Votre tâche
Recopiez intégralement l'extrait ci-dessous, consacré au licenciement verbal, sans en modifier un seul mot ni la ponctuation.

Extrait source
☆ ☆ ☆ ☆

Pour plus ample exposé sur les moyens et prétentions des parties, il sera expressément renvoyé aux dernières écritures qu'elles ont déposées sur le RPVA, s'agissant de M. [S] [B] le 2 mai 2022, et en ce qui concerne la société SITEL FRANCE le 4 avril 2022.

1. Sur le licenciement verbal

M. [S] [B] fait valoir qu'après l'entretien préalable au licenciement du 19 février 2018, il a continué à travailler et ce jusqu'au 23 février 2018 où la direction lui a annoncé qu'il était licencié et qu'il devait restituer son badge d'accès à l'entreprise. Il renvoie sur ce point à l'attestation de M. [U] [Z] produite en pièce N°14, à son courrier à l'employeur du 24 février 2018 (pièce N°3), ainsi qu'au témoignage de M. [L] [O] (pièce N°10). Il soutient en outre qu'en lui reprochant d'être revenu sur son lieu de travail le 28 février 2018, l'employeur reconnaît qu'il était licencié le 23 février 2018. Il considère en conséquence que son licenciement est dépourvu de cause réelle et sérieuse.

La société SITEL FRANCE relève que si le salarié avait été licencié verbalement le 23 février 2018, il ne serait pas revenu le 26 février 2018 pour se présenter à son poste. Elle conteste les témoignages de MM. [Z] et [O], disant que le premier, qui a été licencié pour faute grave le 9 mars 2020, a volontairement établi son attestation après son licenciement par esprit de revanche, et que le second ne fait qu'évoquer un entretien auquel il n'était pas présent.

Motivation :

En application de l'article L.1232-6 du code du travail, l'employeur est tenu d'énoncer le ou les motifs du licenciement dans la lettre le notifiant au salarié. A défaut, le licenciement est sans cause réelle et sérieuse.

Le licenciement verbal est nécessairement sans cause réelle et sérieuse. Il ne peut être régularisé par l'envoi postérieur d'une lettre de rupture.

☆ ☆ ☆ ☆

Données fournies

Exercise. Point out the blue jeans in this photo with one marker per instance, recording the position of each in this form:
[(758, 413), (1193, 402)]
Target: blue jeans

☆ ☆ ☆ ☆

Réponse
Pour plus ample exposé sur les moyens et prétentions des parties, il sera expressément renvoyé aux dernières écritures qu'elles ont déposées sur le RPVA, s'agissant de M. [S] [B] le 2 mai 2022, et en ce qui concerne la société SITEL FRANCE le 4 avril 2022.

1. Sur le licenciement verbal

M. [S] [B] fait valoir qu'après l'entretien préalable au licenciement du 19 février 2018, il a continué à travailler et ce jusqu'au 23 février 2018 où la direction lui a annoncé qu'il était licencié et qu'il devait restituer son badge d'accès à l'entreprise. Il renvoie sur ce point à l'attestation de M. [U] [Z] produite en pièce N°14, à son courrier à l'employeur du 24 février 2018 (pièce N°3), ainsi qu'au témoignage de M. [L] [O] (pièce N°10). Il soutient en outre qu'en lui reprochant d'être revenu sur son lieu de travail le 28 février 2018, l'employeur reconnaît qu'il était licencié le 23 février 2018. Il considère en conséquence que son licenciement est dépourvu de cause réelle et sérieuse.

La société SITEL FRANCE relève que si le salarié avait été licencié verbalement le 23 février 2018, il ne serait pas revenu le 26 février 2018 pour se présenter à son poste. Elle conteste les témoignages de MM. [Z] et [O], disant que le premier, qui a été licencié pour faute grave le 9 mars 2020, a volontairement établi son attestation après son licenciement par esprit de revanche, et que le second ne fait qu'évoquer un entretien auquel il n'était pas présent.

Motivation :

En application de l'article L.1232-6 du code du travail, l'employeur est tenu d'énoncer le ou les motifs du licenciement dans la lettre le notifiant au salarié. A défaut, le licenciement est sans cause réelle et sérieuse.

Le licenciement verbal est nécessairement sans cause réelle et sérieuse. Il ne peut être régularisé par l'envoi postérieur d'une lettre de rupture.